◆ Set task ◆
Copy every one of the rows below line for line, but leave out the pictures.

◆ Record list ◆

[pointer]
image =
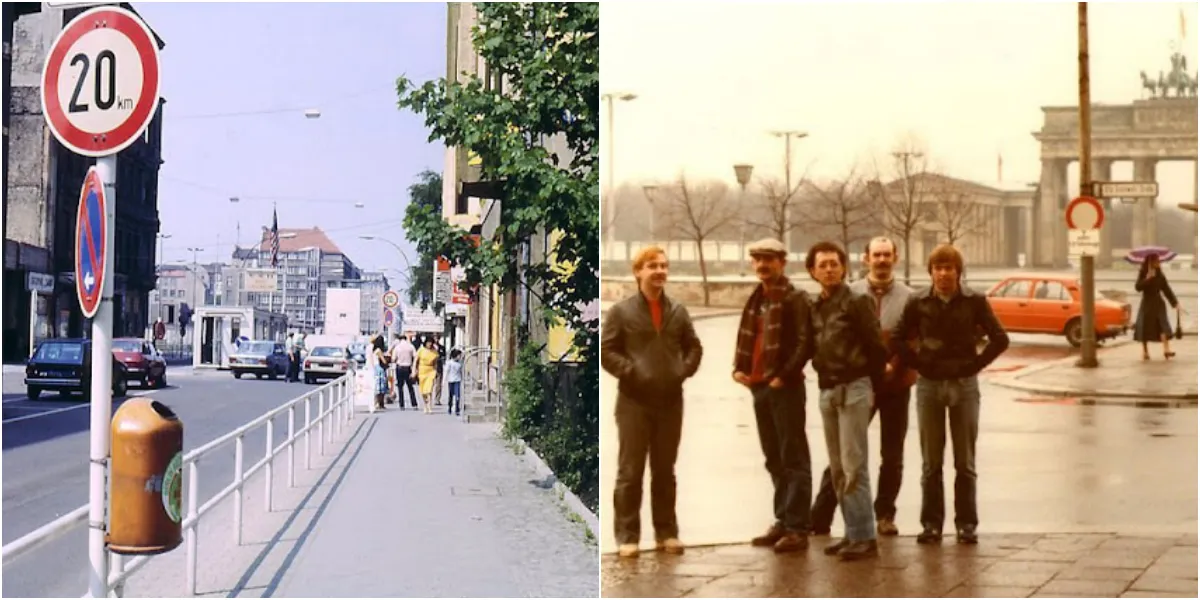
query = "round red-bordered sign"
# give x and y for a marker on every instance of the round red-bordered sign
(100, 64)
(91, 244)
(1078, 221)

◆ Task result ◆
[pointer]
image =
query = "round red-bordered sign"
# give x and y for a marker on every instance of the round red-bordered sign
(100, 64)
(91, 244)
(1078, 221)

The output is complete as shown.